== Brief ==
Could you retype the whole listing word for word and drop the images?
[Start of Attachment]
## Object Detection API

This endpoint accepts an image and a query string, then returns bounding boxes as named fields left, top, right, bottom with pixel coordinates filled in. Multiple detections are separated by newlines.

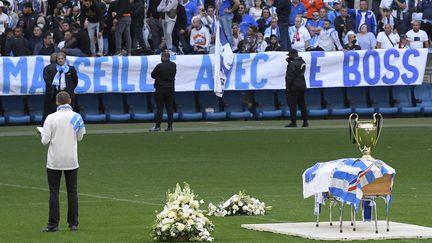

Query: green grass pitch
left=1, top=119, right=432, bottom=242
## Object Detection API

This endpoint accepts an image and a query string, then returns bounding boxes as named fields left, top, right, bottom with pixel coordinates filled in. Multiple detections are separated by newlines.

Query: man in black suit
left=149, top=49, right=176, bottom=132
left=42, top=52, right=78, bottom=123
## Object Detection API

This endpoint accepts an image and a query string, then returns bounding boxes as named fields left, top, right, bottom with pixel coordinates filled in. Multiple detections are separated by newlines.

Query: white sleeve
left=41, top=117, right=52, bottom=145
left=422, top=31, right=429, bottom=41
left=77, top=126, right=86, bottom=142
left=205, top=29, right=211, bottom=48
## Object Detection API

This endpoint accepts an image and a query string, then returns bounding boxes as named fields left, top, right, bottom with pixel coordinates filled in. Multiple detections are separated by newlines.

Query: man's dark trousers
left=47, top=168, right=78, bottom=228
left=286, top=89, right=308, bottom=123
left=155, top=88, right=174, bottom=128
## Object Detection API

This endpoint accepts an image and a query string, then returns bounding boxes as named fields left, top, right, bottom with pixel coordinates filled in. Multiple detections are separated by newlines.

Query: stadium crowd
left=0, top=0, right=431, bottom=57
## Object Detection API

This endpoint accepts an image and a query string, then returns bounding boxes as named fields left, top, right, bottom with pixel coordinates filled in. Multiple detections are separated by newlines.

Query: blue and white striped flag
left=214, top=19, right=234, bottom=98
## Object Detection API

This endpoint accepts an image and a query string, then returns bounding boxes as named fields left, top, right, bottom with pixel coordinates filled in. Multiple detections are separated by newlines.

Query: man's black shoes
left=42, top=226, right=58, bottom=232
left=70, top=225, right=78, bottom=231
left=149, top=127, right=161, bottom=132
left=285, top=122, right=297, bottom=128
left=302, top=121, right=309, bottom=127
left=164, top=127, right=173, bottom=132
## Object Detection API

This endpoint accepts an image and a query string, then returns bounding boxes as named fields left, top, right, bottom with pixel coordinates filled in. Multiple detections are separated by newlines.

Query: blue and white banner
left=0, top=48, right=428, bottom=95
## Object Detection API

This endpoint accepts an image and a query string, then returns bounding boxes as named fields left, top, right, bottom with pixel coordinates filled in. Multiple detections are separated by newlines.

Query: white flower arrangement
left=151, top=183, right=215, bottom=242
left=207, top=191, right=272, bottom=217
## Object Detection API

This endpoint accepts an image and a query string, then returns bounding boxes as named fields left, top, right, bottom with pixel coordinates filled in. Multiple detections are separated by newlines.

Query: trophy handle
left=349, top=113, right=359, bottom=144
left=373, top=113, right=383, bottom=146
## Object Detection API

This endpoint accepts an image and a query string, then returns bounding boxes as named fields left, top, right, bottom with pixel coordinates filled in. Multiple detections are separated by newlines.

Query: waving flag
left=214, top=19, right=234, bottom=97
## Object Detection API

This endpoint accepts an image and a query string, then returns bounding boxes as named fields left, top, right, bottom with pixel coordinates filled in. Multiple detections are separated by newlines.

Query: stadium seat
left=2, top=96, right=31, bottom=125
left=222, top=91, right=253, bottom=119
left=369, top=86, right=398, bottom=115
left=76, top=94, right=106, bottom=122
left=305, top=89, right=328, bottom=117
left=175, top=92, right=203, bottom=121
left=198, top=92, right=226, bottom=120
left=276, top=90, right=301, bottom=118
left=391, top=86, right=421, bottom=114
left=322, top=88, right=352, bottom=116
left=102, top=93, right=131, bottom=122
left=414, top=84, right=432, bottom=114
left=346, top=87, right=375, bottom=115
left=27, top=95, right=44, bottom=124
left=126, top=93, right=154, bottom=121
left=253, top=90, right=283, bottom=119
left=150, top=93, right=179, bottom=121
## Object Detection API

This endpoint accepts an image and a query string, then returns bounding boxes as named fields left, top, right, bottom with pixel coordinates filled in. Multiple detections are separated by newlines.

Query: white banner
left=0, top=48, right=428, bottom=95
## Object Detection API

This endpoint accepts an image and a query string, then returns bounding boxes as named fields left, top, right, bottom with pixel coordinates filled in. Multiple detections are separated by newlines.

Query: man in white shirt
left=406, top=20, right=430, bottom=49
left=0, top=1, right=9, bottom=44
left=314, top=19, right=343, bottom=51
left=264, top=17, right=280, bottom=42
left=376, top=23, right=400, bottom=49
left=289, top=15, right=311, bottom=52
left=41, top=91, right=86, bottom=232
left=190, top=17, right=211, bottom=54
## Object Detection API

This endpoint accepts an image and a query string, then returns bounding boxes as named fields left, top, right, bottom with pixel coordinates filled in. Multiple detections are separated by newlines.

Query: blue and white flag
[End of Attachment]
== Answer box ==
## Object Detection API

This endpoint accepts an image and a query string, then returns bounding boxes as named fields left, top, right, bottom with pixel coordinates filled in. Multiple detections are separated by newlines.


Query: green grass pitch
left=1, top=119, right=432, bottom=242
## Object Detection API

This endpoint accepts an image and a query string, then returns bounding boxes as named fields left, top, right, bottom with pixel coordinates filled in. Multiple detections are separated by newlines.

Query: man in black suit
left=149, top=49, right=176, bottom=132
left=42, top=52, right=78, bottom=123
## Object Detection API

This endpoint accepts an image and a query string, then returns bounding boxes as named fields left, top, right, bottom with pixel coordinates filled in. Multiple detections are separated by newlines.

Query: white sleeve
left=41, top=117, right=52, bottom=145
left=422, top=31, right=429, bottom=41
left=77, top=126, right=86, bottom=142
left=205, top=29, right=211, bottom=48
## Object Detection API

This endpoint accepts an image and a query string, then returns bounding boxes as named fields left, top, right, bottom with pixel coordinates filled in. Multiple detections are separated by newlines.

Query: man's dark trousers
left=47, top=168, right=78, bottom=228
left=286, top=89, right=308, bottom=123
left=155, top=88, right=174, bottom=128
## Object Detection API

This endpoint accepts an image and a query string, then returns bounding boxes as named fields left, top, right, bottom with pixel coordinates filled in. Multiple detections are separated by newlines.

Query: stadium crowd
left=0, top=0, right=431, bottom=57
## Object Detection API

This endpoint accepts an image and a query string, then returns bounding boxes as named fields left, top, right, bottom with pixel coordinates filled in. Multiple detections are separated by newlines.

Query: blue and white striped flag
left=214, top=19, right=234, bottom=98
## Object Detection API

This endpoint accepts an image and a query string, then returns bounding boxes as named fields left, top, right, bottom with pixel coordinates filled in. Multiple detections are separated by newlines.

Query: man's black shoes
left=42, top=226, right=58, bottom=232
left=70, top=225, right=78, bottom=231
left=149, top=127, right=161, bottom=132
left=285, top=122, right=297, bottom=128
left=302, top=121, right=309, bottom=127
left=164, top=127, right=173, bottom=132
## Object Detection API

This endpoint accepts an image and a query string, then returns bounding boxes as named fields left, top, right, bottom with pixel coordinates filled in. Multiple detections are separated by newlines.

Query: blue and white banner
left=0, top=48, right=428, bottom=95
## Object Detection API

This endpoint accepts an image and a query string, then returns bounding boxes as named fields left, top, right, bottom with pixel coordinates filled in. Multiple detections are separated by newlines.

Query: white flower arrangement
left=151, top=183, right=215, bottom=242
left=207, top=191, right=272, bottom=217
## Object Detection API

This endpoint accepts an image and a query string, then returns bounding boxes as named fields left, top, right, bottom with pixel coordinates filled in. Multiple detections are separated by newlines.

Query: trophy handle
left=349, top=113, right=359, bottom=144
left=373, top=113, right=383, bottom=146
## Object Detection API

This endpoint accepts an image and a query string, then returns bounding boxes as named fields left, top, right, bottom with pixel coordinates filled in. Multiple detections are separated by newlines.

Query: waving flag
left=214, top=19, right=234, bottom=97
## Object Detection API

This endpoint accepts an image and a query string, then returns bounding boxes as named fields left, top, right, bottom with pixel coordinates filled in. Multiple detections are separated by newlines.

Query: stadium seat
left=2, top=96, right=31, bottom=125
left=222, top=91, right=253, bottom=119
left=369, top=86, right=398, bottom=115
left=76, top=94, right=106, bottom=122
left=305, top=89, right=328, bottom=117
left=175, top=92, right=203, bottom=121
left=198, top=92, right=226, bottom=120
left=276, top=90, right=301, bottom=118
left=391, top=86, right=421, bottom=114
left=322, top=88, right=352, bottom=116
left=102, top=93, right=131, bottom=122
left=414, top=84, right=432, bottom=114
left=346, top=87, right=375, bottom=115
left=27, top=95, right=44, bottom=124
left=126, top=93, right=154, bottom=121
left=253, top=90, right=283, bottom=119
left=150, top=93, right=179, bottom=121
## Object Detection API

This endpoint accepts an image and a query string, then returns bounding boxes as named fields left, top, right, bottom with pixel coordinates filled in. Multiple detections are separated by newlines.

Query: white banner
left=0, top=48, right=428, bottom=95
## Object Detection API

This endpoint accepts an image and a query string, then returns bounding boxes as named fields left, top, right, bottom with pixel coordinates filled in. Multiple detections are separated by newlines.

Query: man in white shirt
left=406, top=20, right=430, bottom=49
left=0, top=1, right=9, bottom=44
left=314, top=19, right=343, bottom=51
left=264, top=17, right=280, bottom=42
left=376, top=23, right=400, bottom=49
left=289, top=15, right=311, bottom=52
left=41, top=91, right=86, bottom=232
left=190, top=17, right=211, bottom=54
## Object Detection API

This endpoint accepts an image and a query string, then returns bounding boxes as named fields left, top, right, bottom with pixel coordinates filled in. Multiple detections are separated by newlines.

Query: blue and white flag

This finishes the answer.